#### TEXT EXTRACT

# Fiberglass King Blank?



## Randall2point0 (Feb 11, 2011)

I have a Berkley B90-9' Buccaneer 2 piece, I am looking for a new blank with the same action as this one. This rod can cast a spoon for what seems like a mile, but I don't care for it being a 2 piece. There have been times that the top has loosened up and casted with the lure or bait. It has a real fast action, just wish it was a one piece. Anyone have any ideas on a replacement?


----------



## circlehook69 (Apr 23, 2010)

*If you really love the rod and the only issue is that it sometimes comes apart during fishing, put a little flex coat on the male connection of the rod and stick together....just an idea*


----------



## Randall2point0 (Feb 11, 2011)

Wirelessly posted

I put some nail polish on the male end to tighten it up some but I put too much on and it wouldn't go all the way on. So I sanded it down, I know what's going to happen if I make it permanent one piece, I'm gonna need a two piece. Lol I would rather have another blank. Has anyone came up with some decent blank ideas?


----------



## Charlie2 (Oct 2, 2007)

*Rod Repair*



Randall2point0 said:


> Wirelessly posted
> 
> I put some nail polish on the male end to tighten it up some but I put too much on and it wouldn't go all the way on. So I sanded it down, I know what's going to happen if I make it permanent one piece, I'm gonna need a two piece. Lol I would rather have another blank. Has anyone came up with some decent blank ideas?


Are you familiar with a spigot ferrule? Sometimes; it's the way to go if you want to salvage a two-piece rod. 

It involves some work, but well worth the effort. C2


----------

########
#### PROVIDED DATA

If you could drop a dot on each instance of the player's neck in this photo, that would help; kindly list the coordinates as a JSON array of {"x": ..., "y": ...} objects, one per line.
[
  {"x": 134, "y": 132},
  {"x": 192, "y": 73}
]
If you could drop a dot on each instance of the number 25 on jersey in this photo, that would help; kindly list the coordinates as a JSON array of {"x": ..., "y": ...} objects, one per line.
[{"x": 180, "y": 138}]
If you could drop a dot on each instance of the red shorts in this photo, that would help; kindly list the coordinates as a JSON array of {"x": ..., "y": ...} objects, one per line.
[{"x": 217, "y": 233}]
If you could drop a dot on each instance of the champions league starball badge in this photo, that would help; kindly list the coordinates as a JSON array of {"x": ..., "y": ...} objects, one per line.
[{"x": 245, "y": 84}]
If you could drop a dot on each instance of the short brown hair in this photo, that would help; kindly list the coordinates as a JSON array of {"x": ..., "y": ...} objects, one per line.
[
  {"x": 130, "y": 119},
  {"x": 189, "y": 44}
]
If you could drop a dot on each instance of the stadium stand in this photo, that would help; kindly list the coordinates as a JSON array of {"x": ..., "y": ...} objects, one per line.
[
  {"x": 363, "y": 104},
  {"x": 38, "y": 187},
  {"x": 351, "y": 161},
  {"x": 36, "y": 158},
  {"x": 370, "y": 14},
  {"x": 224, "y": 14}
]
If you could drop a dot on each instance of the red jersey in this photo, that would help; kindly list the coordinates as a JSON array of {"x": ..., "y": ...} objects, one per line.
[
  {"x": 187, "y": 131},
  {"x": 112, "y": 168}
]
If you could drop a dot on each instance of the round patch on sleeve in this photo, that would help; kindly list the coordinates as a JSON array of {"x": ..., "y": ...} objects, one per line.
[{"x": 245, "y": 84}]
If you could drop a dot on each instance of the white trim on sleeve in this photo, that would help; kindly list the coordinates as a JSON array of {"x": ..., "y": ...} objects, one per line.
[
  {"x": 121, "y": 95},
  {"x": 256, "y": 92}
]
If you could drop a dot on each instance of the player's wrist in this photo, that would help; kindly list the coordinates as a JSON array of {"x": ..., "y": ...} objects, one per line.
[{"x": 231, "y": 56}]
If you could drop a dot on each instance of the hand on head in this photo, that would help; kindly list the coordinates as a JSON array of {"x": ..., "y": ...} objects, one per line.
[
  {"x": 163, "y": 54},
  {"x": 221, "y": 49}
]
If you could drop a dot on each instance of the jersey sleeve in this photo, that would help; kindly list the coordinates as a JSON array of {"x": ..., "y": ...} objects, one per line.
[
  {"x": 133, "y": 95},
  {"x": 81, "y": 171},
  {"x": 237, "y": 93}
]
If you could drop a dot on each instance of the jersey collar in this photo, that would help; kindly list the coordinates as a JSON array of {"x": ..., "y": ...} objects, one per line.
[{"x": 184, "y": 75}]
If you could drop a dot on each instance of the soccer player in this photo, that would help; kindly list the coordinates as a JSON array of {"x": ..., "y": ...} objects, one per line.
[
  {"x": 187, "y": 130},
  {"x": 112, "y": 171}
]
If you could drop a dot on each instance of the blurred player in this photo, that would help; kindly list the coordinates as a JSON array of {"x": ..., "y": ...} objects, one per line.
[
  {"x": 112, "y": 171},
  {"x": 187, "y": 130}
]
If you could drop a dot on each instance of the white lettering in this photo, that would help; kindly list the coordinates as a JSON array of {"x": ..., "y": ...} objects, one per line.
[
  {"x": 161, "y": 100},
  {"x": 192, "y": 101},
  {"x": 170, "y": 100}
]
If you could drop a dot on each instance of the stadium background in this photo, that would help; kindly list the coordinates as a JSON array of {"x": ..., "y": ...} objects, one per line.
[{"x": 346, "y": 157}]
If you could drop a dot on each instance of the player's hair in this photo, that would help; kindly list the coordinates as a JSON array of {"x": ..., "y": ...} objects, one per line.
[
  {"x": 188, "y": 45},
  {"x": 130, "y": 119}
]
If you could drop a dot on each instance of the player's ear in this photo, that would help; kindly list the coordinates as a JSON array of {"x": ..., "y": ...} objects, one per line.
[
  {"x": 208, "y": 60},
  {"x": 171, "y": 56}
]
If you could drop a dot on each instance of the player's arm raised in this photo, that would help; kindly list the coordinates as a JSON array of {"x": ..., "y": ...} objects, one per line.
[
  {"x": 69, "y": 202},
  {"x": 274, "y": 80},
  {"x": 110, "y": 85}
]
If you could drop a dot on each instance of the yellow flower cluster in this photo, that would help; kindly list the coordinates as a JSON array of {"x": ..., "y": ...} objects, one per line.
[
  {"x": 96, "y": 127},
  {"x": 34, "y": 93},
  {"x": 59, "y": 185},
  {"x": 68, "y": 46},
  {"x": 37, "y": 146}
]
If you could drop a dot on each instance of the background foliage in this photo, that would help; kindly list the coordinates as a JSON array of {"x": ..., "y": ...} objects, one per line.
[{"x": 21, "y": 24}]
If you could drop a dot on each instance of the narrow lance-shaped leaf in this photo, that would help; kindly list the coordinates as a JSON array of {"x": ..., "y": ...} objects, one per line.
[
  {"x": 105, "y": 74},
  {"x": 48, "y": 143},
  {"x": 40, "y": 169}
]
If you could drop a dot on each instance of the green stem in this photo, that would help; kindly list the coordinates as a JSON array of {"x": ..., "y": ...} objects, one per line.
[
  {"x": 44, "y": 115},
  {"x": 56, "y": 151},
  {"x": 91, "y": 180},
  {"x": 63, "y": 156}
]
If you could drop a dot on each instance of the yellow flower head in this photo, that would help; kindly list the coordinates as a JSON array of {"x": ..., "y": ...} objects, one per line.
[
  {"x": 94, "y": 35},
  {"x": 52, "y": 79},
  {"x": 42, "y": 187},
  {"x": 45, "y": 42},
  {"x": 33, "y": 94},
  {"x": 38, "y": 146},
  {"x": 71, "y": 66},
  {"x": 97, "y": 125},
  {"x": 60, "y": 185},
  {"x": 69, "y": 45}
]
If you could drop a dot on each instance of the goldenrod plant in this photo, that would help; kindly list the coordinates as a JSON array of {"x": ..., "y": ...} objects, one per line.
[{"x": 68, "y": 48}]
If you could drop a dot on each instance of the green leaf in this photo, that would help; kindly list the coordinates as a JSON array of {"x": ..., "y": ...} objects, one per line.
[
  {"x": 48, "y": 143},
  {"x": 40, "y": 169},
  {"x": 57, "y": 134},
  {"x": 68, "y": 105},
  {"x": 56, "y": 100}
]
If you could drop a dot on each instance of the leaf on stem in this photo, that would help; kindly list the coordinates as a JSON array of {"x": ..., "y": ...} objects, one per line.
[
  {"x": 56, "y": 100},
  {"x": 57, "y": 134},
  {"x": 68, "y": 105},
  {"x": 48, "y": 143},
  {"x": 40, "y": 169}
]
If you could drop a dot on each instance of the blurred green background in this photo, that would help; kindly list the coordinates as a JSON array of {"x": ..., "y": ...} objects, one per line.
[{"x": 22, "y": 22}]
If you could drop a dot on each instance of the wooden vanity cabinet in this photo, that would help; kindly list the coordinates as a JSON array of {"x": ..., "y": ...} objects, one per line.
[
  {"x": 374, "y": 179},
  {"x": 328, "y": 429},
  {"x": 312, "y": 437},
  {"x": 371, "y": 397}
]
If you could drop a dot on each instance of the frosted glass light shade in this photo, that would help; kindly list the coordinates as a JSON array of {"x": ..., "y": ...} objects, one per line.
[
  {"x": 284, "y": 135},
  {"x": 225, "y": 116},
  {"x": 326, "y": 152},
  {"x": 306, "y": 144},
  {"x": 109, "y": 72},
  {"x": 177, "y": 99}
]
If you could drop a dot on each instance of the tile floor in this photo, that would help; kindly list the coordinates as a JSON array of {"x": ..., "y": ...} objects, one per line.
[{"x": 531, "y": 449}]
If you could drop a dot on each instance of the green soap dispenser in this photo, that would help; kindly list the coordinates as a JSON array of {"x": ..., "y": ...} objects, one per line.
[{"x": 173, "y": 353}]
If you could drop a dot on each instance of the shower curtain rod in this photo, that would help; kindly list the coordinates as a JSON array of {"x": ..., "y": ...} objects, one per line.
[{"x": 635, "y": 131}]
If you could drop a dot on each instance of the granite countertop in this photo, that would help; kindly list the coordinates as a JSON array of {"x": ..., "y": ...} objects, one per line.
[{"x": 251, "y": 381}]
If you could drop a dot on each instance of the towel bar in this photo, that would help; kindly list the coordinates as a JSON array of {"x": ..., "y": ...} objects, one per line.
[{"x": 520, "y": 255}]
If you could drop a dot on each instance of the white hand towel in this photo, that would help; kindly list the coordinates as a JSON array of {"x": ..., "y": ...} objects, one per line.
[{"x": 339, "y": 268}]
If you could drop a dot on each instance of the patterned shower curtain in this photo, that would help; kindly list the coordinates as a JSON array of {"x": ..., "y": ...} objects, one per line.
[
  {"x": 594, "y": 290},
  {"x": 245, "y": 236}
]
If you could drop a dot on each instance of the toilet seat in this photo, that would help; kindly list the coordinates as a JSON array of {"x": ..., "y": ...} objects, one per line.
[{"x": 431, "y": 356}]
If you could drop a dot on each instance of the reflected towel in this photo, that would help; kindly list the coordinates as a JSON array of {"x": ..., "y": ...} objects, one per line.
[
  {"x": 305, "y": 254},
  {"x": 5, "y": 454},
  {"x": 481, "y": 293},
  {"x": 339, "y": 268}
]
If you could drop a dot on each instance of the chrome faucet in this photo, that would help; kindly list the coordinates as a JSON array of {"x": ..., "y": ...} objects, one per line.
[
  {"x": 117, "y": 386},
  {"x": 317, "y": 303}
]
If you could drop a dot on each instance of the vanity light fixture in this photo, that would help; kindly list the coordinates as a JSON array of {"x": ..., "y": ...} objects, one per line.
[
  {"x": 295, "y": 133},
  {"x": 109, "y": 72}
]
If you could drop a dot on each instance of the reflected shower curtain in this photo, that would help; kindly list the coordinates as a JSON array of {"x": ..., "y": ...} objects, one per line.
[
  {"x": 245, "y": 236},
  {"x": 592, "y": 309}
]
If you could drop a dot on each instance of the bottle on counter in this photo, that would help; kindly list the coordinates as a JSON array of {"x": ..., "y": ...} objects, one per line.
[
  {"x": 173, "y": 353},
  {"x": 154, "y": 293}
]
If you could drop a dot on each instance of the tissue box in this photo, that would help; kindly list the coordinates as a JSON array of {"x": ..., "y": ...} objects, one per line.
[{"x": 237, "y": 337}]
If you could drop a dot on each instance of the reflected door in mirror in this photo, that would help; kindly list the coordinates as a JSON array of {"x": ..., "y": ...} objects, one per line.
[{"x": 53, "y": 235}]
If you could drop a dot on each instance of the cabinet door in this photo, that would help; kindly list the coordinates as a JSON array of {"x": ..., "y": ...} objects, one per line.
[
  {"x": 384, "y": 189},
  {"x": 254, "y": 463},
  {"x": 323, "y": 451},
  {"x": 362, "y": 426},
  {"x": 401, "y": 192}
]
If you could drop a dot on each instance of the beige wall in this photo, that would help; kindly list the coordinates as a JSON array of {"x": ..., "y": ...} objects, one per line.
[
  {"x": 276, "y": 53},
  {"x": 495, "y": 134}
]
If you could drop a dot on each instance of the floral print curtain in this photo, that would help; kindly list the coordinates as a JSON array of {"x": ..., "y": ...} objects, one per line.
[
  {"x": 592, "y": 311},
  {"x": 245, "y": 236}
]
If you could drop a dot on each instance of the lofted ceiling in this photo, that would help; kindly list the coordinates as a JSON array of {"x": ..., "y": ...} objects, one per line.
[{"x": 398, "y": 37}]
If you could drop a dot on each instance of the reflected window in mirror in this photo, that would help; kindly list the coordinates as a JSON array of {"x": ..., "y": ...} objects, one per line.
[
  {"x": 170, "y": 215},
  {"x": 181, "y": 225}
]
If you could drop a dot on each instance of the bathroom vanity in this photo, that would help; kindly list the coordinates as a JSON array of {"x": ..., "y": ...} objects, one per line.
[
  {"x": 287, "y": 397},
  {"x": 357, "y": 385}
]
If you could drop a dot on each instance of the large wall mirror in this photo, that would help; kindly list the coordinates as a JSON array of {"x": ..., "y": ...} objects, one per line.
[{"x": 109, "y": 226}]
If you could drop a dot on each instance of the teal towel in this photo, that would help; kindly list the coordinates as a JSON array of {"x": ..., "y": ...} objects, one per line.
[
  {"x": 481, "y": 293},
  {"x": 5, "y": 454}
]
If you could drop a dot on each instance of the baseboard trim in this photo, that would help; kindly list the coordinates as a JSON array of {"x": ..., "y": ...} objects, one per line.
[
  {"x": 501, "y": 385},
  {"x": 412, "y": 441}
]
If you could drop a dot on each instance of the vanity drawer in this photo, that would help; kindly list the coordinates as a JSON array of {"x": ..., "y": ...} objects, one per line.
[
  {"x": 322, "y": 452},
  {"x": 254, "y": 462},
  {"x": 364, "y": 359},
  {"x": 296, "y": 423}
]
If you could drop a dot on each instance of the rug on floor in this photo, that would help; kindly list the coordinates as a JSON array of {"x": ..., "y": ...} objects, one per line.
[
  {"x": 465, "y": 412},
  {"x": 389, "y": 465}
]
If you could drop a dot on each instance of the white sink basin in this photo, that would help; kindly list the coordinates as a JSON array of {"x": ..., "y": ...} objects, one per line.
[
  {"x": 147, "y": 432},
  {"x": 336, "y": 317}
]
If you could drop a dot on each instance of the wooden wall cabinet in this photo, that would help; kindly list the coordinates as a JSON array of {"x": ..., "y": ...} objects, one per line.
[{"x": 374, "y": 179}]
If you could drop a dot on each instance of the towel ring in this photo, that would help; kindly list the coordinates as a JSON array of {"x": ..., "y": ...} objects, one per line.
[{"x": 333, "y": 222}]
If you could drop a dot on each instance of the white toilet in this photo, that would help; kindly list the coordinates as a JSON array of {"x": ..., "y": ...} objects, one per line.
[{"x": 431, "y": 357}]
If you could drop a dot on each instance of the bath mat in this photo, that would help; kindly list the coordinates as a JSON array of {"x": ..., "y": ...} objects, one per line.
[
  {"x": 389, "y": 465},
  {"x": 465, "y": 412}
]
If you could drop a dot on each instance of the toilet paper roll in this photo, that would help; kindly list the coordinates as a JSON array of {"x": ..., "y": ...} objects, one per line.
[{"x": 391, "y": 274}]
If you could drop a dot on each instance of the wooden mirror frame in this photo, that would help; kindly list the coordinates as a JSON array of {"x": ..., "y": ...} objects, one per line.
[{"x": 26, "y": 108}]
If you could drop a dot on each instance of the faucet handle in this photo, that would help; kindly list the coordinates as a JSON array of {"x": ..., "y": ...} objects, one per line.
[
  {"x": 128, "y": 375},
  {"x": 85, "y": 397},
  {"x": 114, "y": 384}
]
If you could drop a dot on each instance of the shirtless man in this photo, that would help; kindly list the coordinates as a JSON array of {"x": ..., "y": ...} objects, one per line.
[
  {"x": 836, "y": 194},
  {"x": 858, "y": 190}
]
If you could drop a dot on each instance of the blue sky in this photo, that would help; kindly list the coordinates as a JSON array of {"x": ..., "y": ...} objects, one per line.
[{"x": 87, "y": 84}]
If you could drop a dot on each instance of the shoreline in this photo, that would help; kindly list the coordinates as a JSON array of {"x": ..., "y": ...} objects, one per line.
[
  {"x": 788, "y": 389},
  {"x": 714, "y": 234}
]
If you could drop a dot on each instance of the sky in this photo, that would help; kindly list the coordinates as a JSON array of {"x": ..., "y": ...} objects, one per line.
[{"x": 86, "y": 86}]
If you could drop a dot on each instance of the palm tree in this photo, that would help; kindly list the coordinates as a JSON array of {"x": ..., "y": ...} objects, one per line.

########

◆ **EXERCISE REQUIREMENTS**:
**a)** In the rod blank thread, what did Randall2point0 apply to the male end to tighten the connection?
**b)** Reproduce the passage of the rod blank thread between "I have a Berkley" and "on a replacement?", inclusive.

◆ **ANSWERS PROVIDED**:
**a)** Nail polish.

**b)**
I have a Berkley B90-9' Buccaneer 2 piece, I am looking for a new blank with the same action as this one. This rod can cast a spoon for what seems like a mile, but I don't care for it being a 2 piece. There have been times that the top has loosened up and casted with the lure or bait. It has a real fast action, just wish it was a one piece. Anyone have any ideas on a replacement?